» **Consigna A**
Traduce al inglés esta oración del fragmento sobre el lenguaje y la escritura: "Pero también nos pasó que reconocemos que las posibilidades de cualquier texto empiezan en la manera con la que aprovecha el lenguaje, y este es un ser vivo que se adapta al entorno, la gente y el tiempo en que está en uso".
» **Consigna B**
Retoma el fragmento sobre el lenguaje y la escritura y continúalo a partir de su última oración.

Supongo que es porque no todas las personas que escribimos tenemos el mismo origen, y muchas no nos pusimos como meta convertirnos en lumbreras de eso que algunos llaman “lenguaje culto” porque, maldita sea, un libro nos enseñó que eso no es requisito para construir universos literarios. Pero también nos pasó que reconocemos que las posibilidades de cualquier texto empiezan en la manera con la que aprovecha el lenguaje, y este es un ser vivo que se adapta al entorno, la gente y el tiempo en que está en uso. Si ya todo se ha contado, entonces nos enfocamos en cómo hacerlo para que se sienta como un nuevo viaje, al menos para quien toma el libro y descubre que es posible crear una novela entrañable a partir de los gustos musicales y las relaciones que nos rompieron el corazón, en donde reconoces las referencias culturales porque son aquellas que acabas de ver o escuchar, como me pasó con Alta fidelidad (Nick Hornby).

» **Datos proporcionados**
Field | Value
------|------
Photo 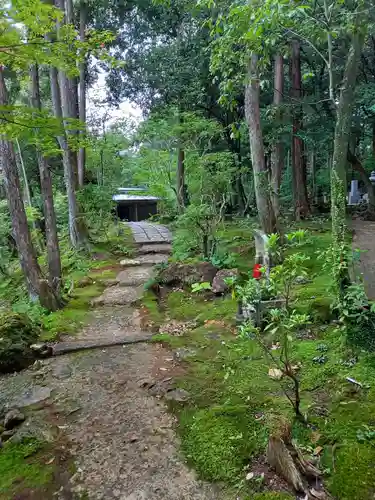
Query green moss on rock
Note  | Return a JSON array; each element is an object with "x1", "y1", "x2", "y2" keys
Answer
[{"x1": 0, "y1": 312, "x2": 39, "y2": 373}]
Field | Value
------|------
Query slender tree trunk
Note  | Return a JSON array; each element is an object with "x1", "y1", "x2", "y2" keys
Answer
[
  {"x1": 271, "y1": 55, "x2": 284, "y2": 219},
  {"x1": 50, "y1": 0, "x2": 88, "y2": 248},
  {"x1": 291, "y1": 40, "x2": 310, "y2": 220},
  {"x1": 310, "y1": 149, "x2": 318, "y2": 205},
  {"x1": 0, "y1": 68, "x2": 60, "y2": 311},
  {"x1": 15, "y1": 139, "x2": 32, "y2": 207},
  {"x1": 331, "y1": 32, "x2": 364, "y2": 293},
  {"x1": 176, "y1": 148, "x2": 185, "y2": 212},
  {"x1": 30, "y1": 64, "x2": 61, "y2": 296},
  {"x1": 78, "y1": 0, "x2": 87, "y2": 187},
  {"x1": 245, "y1": 54, "x2": 277, "y2": 234}
]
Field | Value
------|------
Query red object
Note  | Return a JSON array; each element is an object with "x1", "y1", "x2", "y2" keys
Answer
[{"x1": 253, "y1": 264, "x2": 263, "y2": 280}]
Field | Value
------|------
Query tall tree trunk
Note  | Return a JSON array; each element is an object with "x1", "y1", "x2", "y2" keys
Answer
[
  {"x1": 245, "y1": 54, "x2": 277, "y2": 234},
  {"x1": 290, "y1": 40, "x2": 310, "y2": 220},
  {"x1": 0, "y1": 68, "x2": 60, "y2": 311},
  {"x1": 271, "y1": 55, "x2": 284, "y2": 219},
  {"x1": 347, "y1": 149, "x2": 375, "y2": 220},
  {"x1": 30, "y1": 64, "x2": 61, "y2": 296},
  {"x1": 310, "y1": 149, "x2": 318, "y2": 205},
  {"x1": 176, "y1": 148, "x2": 185, "y2": 213},
  {"x1": 78, "y1": 0, "x2": 87, "y2": 187},
  {"x1": 50, "y1": 0, "x2": 88, "y2": 248},
  {"x1": 331, "y1": 32, "x2": 364, "y2": 293}
]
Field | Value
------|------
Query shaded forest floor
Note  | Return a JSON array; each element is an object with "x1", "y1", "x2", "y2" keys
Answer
[{"x1": 0, "y1": 220, "x2": 375, "y2": 500}]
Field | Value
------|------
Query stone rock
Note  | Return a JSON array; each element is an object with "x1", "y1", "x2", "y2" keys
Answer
[
  {"x1": 268, "y1": 368, "x2": 284, "y2": 380},
  {"x1": 1, "y1": 429, "x2": 16, "y2": 443},
  {"x1": 164, "y1": 389, "x2": 190, "y2": 403},
  {"x1": 294, "y1": 276, "x2": 311, "y2": 285},
  {"x1": 254, "y1": 229, "x2": 271, "y2": 275},
  {"x1": 138, "y1": 243, "x2": 172, "y2": 254},
  {"x1": 101, "y1": 278, "x2": 119, "y2": 288},
  {"x1": 76, "y1": 276, "x2": 94, "y2": 288},
  {"x1": 3, "y1": 409, "x2": 25, "y2": 434},
  {"x1": 30, "y1": 343, "x2": 53, "y2": 358},
  {"x1": 91, "y1": 286, "x2": 143, "y2": 307},
  {"x1": 117, "y1": 266, "x2": 154, "y2": 286},
  {"x1": 52, "y1": 364, "x2": 72, "y2": 380},
  {"x1": 120, "y1": 259, "x2": 141, "y2": 267},
  {"x1": 212, "y1": 269, "x2": 238, "y2": 294},
  {"x1": 159, "y1": 319, "x2": 197, "y2": 337},
  {"x1": 159, "y1": 262, "x2": 218, "y2": 286},
  {"x1": 173, "y1": 347, "x2": 197, "y2": 361},
  {"x1": 10, "y1": 385, "x2": 52, "y2": 408},
  {"x1": 139, "y1": 253, "x2": 169, "y2": 266}
]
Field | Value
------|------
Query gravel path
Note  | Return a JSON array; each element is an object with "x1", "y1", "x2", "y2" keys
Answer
[{"x1": 0, "y1": 226, "x2": 223, "y2": 500}]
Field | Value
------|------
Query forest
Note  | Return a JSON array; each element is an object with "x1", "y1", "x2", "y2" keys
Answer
[{"x1": 0, "y1": 0, "x2": 375, "y2": 500}]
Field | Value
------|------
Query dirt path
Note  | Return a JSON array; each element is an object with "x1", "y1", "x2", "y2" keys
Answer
[
  {"x1": 352, "y1": 219, "x2": 375, "y2": 300},
  {"x1": 0, "y1": 224, "x2": 220, "y2": 500}
]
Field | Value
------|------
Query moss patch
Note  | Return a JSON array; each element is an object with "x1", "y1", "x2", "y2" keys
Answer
[{"x1": 0, "y1": 439, "x2": 54, "y2": 500}]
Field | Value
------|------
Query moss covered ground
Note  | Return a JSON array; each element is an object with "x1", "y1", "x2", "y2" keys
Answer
[
  {"x1": 146, "y1": 223, "x2": 375, "y2": 500},
  {"x1": 0, "y1": 225, "x2": 134, "y2": 341},
  {"x1": 0, "y1": 439, "x2": 55, "y2": 500}
]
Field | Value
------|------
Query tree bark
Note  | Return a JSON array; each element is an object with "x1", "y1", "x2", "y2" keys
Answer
[
  {"x1": 176, "y1": 148, "x2": 185, "y2": 213},
  {"x1": 290, "y1": 40, "x2": 310, "y2": 220},
  {"x1": 245, "y1": 54, "x2": 277, "y2": 234},
  {"x1": 271, "y1": 55, "x2": 284, "y2": 219},
  {"x1": 50, "y1": 0, "x2": 88, "y2": 248},
  {"x1": 0, "y1": 68, "x2": 60, "y2": 311},
  {"x1": 30, "y1": 64, "x2": 62, "y2": 297},
  {"x1": 78, "y1": 0, "x2": 87, "y2": 187},
  {"x1": 310, "y1": 149, "x2": 318, "y2": 205}
]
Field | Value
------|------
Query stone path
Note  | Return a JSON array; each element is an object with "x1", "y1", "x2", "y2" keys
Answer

» **Respuesta final A**
But it also happened to us that we recognize that the possibilities of any text begin with the way it makes use of language, and language is a living being that adapts to the environment, the people, and the time in which it is in use.

» **Respuesta final B**
Me voy a atrever a hacer una generalización porque eso que una vez descubrí con entusiasmo le ha ocurrido a otros escritores y escritoras de diferentes generaciones, que hablan de temas bien distintos entre sí: así como no existen temas prohibidos para la escritura, tampoco existen ataduras para el tipo de lenguaje.

Lo vimos con José Agustín (RIP) y es una constante que está viva desde que alguien se puso a contar historias a otro que tuvo la paciencia para escucharle. ¿Desde dónde se construyen los discursos, los monólogos, los diálogos y las descripciones que sostienen un cuento, una novela, una obra de teatro o un poema? Todo lo que la gente podemos crear no surge sólo del éter de la imaginación o de ese topus uranus del que hablaba Platón. La forma en que habla Johnny (“Esto ya lo toqué mañana, es horrible, Miles, esto ya lo toqué mañana”), o las palabrotas de Holden en El guardián entre el centeno que no son más que las que usaban los adolescentes que reflejaba en 1951, cuando se publicó la obra de Salinger, no es más que una de las razones por las que una historia resuena con fuerza entre lectores y lectoras que se reconocen en sus páginas.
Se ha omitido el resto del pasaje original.